◆ REQUIRED TASK ◆
Please give the data below as a JSON list of strings, one string per line, covering all of it and leaving out blank lines. Leave the pictures out of your answer.

— BEGIN AVAILABLE RECORDS —

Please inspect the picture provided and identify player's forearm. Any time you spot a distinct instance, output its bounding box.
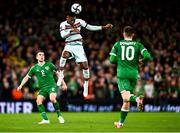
[142,51,151,63]
[109,55,117,64]
[86,24,102,31]
[60,30,71,38]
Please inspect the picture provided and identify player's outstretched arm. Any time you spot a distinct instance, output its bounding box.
[17,75,29,91]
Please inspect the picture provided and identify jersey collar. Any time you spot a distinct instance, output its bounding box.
[38,61,45,66]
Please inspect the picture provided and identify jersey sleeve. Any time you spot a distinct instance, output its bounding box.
[109,43,118,63]
[80,19,102,31]
[49,63,57,72]
[140,43,151,64]
[27,66,34,78]
[59,23,71,38]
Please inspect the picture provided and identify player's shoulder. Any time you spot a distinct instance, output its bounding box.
[45,60,54,65]
[29,63,38,71]
[76,18,84,23]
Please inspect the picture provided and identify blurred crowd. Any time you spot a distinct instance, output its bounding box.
[0,0,180,102]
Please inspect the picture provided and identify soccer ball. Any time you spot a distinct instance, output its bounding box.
[71,3,82,14]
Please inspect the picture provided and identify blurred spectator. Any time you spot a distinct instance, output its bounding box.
[0,0,180,102]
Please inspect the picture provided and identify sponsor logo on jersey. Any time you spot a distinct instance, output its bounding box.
[45,66,49,70]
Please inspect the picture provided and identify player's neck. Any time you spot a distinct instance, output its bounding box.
[38,61,45,66]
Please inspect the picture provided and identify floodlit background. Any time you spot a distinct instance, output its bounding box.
[0,0,180,113]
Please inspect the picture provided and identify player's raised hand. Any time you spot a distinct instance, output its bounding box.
[102,24,113,30]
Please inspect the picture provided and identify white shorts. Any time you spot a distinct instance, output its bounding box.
[63,44,87,62]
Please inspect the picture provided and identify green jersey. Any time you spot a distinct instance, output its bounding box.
[110,40,149,79]
[28,62,56,89]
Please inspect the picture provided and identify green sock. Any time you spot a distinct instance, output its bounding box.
[120,110,128,123]
[129,95,137,102]
[53,102,61,117]
[38,104,48,120]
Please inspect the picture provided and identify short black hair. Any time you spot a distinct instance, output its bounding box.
[66,11,76,17]
[123,26,135,37]
[36,49,45,56]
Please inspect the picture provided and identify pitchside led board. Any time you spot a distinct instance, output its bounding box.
[0,100,180,114]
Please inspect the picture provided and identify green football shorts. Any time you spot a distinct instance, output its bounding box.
[38,86,58,98]
[117,78,137,94]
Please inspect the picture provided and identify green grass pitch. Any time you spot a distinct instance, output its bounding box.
[0,112,180,132]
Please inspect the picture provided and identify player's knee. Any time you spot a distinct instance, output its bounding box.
[36,98,43,105]
[121,91,131,102]
[83,69,90,80]
[49,93,56,103]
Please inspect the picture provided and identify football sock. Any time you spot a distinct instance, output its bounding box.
[59,57,67,67]
[120,109,129,124]
[38,104,48,120]
[83,80,88,97]
[53,102,61,117]
[129,95,137,102]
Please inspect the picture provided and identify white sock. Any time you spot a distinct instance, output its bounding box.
[83,80,88,97]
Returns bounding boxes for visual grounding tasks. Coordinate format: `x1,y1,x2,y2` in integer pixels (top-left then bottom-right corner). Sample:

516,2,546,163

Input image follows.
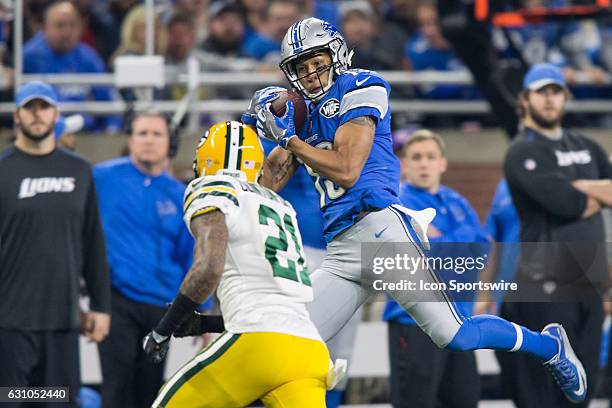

— END AVAILABLE RECORDS —

◆ FINAL RESULT ◆
[
  "Please inspect the picture provided and identify player's forearm. Any time you spot a distinct instance, output its bounding box.",
  "[142,51,151,63]",
  "[109,55,117,64]",
  "[86,24,102,31]",
  "[60,30,71,38]",
  "Please inspect the picture provided and identify player's outstretched arm. Any time you spot a distinct instance, output its bounding box.",
  "[17,75,29,91]",
  "Please inspect the picture provided and identify jersey collar. Any time you spot a distinct instance, output its bounding box.",
  "[38,61,45,66]",
  "Please inspect the picture provided and identify jersey sleeve. Any time you spot a distinct instance, output its bounding box.",
  "[109,43,118,63]",
  "[80,19,102,31]",
  "[49,63,57,72]",
  "[140,43,151,64]",
  "[27,66,34,78]",
  "[59,23,71,38]",
  "Please inspect the picture provided and identify player's shoulder. Any time you spot a distinct instance, output its bounding box.",
  "[45,60,54,65]",
  "[29,63,38,71]",
  "[76,18,84,23]",
  "Please inspect the picture provided and identify blurred crowd. Any time you spot a distinct instance, output its bounding box.",
  "[0,0,180,102]",
  "Please inspect the picture provided and identify soccer ball. Any time you spot a distinct instance, output its bounding box.",
  "[71,3,82,14]",
  "Please inspect the picture provided and identify blurred spectator. Any time you spot a distinct instance, output its bounding box.",
  "[0,0,180,102]",
  "Please inspect the picture provided and identify sponsor logo on jersey. Any time you spot a distinct instance, output its bounding box.",
  "[45,66,49,70]",
  "Please inspect the picture provided and identify player's neck. Any time you spot a distinct instance, output its bounding box.",
  "[38,61,45,66]",
  "Please inspect the picture provided and identify floodlit background. Any time you spot a distinct instance, output its bounding box.",
  "[0,0,180,113]",
  "Please inspect the picture provided and identify player's raised hand. Any time you spot a distinct instance, output its bounding box.",
  "[102,24,113,30]",
  "Please inspect the picture provided and identify white shorts. Any time you spot a distinct instance, output its bounding box.",
  "[63,44,87,62]",
  "Please inspect the picture provided and identify green jersey. Any time you spot a distinct instance, output its bounding box.",
  "[110,40,149,79]",
  "[28,62,56,89]",
  "Please inspect the picture provided and identify green sock. Any time you spot a distinct instance, output its bounding box.",
  "[120,110,128,123]",
  "[129,95,137,102]",
  "[53,102,61,117]",
  "[38,104,48,120]",
  "Please inspect the picture provided and identify short black hair. Any time you spot a distinct instance, output its bounding box.",
  "[66,11,76,17]",
  "[123,26,135,37]",
  "[36,49,45,56]",
  "Please inspect the picture provided and identify pitchside led board. Any time you spot a distinct instance, output its bounding box.",
  "[0,100,180,114]",
  "Please inspect the picture provided and identify green football shorts. Any time you spot a distinct instance, output its bounding box.",
  "[38,86,58,98]",
  "[117,78,137,94]",
  "Please inspect the picture provided and identify green grass pitch. Any time you spot a distinct instance, output its bounding box.",
  "[0,112,180,132]",
  "Please inspect the picture provided and identify player's knee. Any time you spot a distinct instance, output its bounding box.",
  "[36,98,43,105]",
  "[121,91,131,102]",
  "[83,69,90,80]",
  "[49,93,56,103]",
  "Please inspect the picture provided and identify football sock. Any time you spot a distinct instance, output its bounding box.",
  "[59,57,67,67]",
  "[120,109,129,124]",
  "[38,104,48,120]",
  "[83,80,88,97]",
  "[53,102,61,117]",
  "[129,95,137,102]",
  "Please inspect the picture provided and identify white sock. Any time you spot a distinct instance, output its bounding box.",
  "[83,80,88,97]",
  "Returns bounding boxes for visual grounding tasks. Coordinate format: `x1,y1,x2,y2` in integer pixels (top-left then bottom-right corner). Sample:",
  "516,2,546,163",
  "Input image follows."
]